**To do:**
List each line of the data in which the string "white" appears.

**Provided data:**
++++++++++++++++++++

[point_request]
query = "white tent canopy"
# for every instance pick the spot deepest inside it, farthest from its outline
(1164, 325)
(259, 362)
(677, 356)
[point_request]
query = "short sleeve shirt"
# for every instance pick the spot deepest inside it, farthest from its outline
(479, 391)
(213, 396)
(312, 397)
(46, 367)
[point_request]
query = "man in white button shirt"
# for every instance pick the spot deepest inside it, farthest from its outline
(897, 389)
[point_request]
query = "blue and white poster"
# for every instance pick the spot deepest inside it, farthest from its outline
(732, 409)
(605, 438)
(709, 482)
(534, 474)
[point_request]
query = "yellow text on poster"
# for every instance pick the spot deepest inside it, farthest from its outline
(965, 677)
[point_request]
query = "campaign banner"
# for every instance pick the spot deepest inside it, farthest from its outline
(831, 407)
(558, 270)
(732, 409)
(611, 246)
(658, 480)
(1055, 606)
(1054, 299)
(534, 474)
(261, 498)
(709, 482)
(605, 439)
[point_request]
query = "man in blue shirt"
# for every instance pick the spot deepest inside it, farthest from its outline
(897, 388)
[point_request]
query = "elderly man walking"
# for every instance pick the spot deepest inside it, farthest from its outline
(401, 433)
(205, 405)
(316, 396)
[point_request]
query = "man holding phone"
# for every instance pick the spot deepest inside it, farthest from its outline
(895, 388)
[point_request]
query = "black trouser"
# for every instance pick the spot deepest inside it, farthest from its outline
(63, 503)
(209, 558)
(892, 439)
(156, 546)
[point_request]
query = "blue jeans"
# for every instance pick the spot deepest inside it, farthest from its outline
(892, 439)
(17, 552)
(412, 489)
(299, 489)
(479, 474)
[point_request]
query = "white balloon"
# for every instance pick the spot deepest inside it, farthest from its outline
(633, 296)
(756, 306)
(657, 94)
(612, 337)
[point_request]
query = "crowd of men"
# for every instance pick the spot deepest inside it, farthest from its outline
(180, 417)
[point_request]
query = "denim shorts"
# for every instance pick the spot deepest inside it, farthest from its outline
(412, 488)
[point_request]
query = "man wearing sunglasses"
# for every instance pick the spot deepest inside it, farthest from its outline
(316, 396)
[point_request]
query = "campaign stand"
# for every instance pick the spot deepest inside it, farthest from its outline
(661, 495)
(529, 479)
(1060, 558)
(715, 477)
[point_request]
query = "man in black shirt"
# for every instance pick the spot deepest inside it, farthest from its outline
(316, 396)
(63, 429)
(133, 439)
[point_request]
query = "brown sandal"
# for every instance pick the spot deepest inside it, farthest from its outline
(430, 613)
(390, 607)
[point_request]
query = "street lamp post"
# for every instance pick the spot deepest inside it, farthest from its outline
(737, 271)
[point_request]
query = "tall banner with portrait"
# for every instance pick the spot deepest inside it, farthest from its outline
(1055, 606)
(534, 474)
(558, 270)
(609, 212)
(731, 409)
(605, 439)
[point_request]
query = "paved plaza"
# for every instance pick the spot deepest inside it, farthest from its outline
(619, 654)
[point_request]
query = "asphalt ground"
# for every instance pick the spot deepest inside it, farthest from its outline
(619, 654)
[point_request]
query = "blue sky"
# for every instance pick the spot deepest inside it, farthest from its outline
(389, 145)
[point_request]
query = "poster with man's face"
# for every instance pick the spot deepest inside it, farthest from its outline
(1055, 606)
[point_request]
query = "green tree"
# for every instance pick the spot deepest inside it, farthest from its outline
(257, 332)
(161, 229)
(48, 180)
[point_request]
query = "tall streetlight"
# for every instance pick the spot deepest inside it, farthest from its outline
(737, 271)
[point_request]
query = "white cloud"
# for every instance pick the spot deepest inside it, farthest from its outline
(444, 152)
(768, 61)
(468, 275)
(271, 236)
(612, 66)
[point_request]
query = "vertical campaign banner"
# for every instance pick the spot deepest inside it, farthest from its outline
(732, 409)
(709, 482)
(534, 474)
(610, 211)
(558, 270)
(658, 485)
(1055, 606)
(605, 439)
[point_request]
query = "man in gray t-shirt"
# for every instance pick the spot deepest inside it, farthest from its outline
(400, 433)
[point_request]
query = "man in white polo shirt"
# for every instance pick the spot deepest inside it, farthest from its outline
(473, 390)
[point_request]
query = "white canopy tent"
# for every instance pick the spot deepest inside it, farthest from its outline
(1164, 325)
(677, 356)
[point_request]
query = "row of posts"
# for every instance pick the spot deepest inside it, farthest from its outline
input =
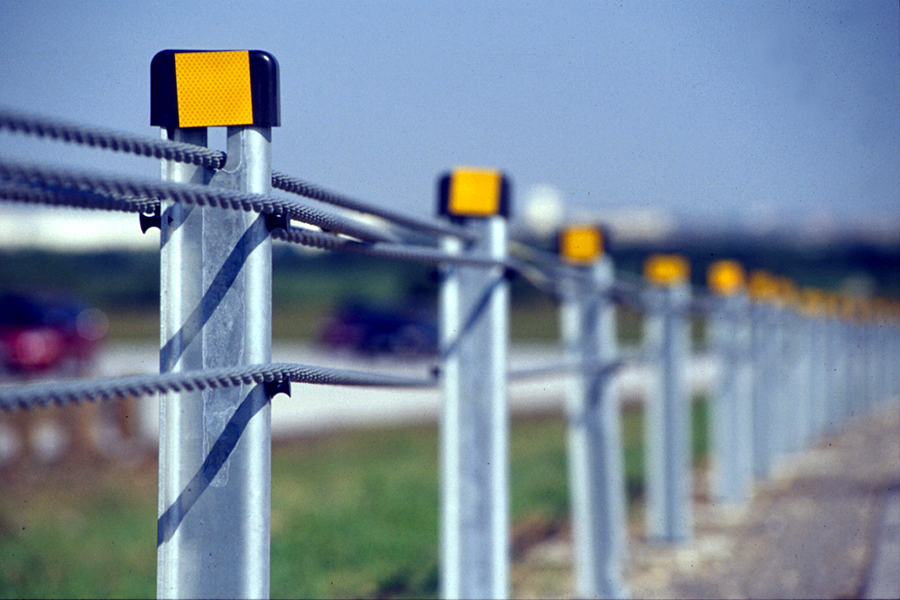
(215, 444)
(790, 366)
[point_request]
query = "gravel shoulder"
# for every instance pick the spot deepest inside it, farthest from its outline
(810, 531)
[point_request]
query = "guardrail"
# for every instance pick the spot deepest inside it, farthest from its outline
(791, 365)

++++++++++++++++++++

**Solution:**
query = "white tent canopy"
query = "man in white button shirt"
query = "blue and white poster"
query = "white balloon"
query = "white cloud"
query = "man in white polo shirt"
query = "white canopy tent"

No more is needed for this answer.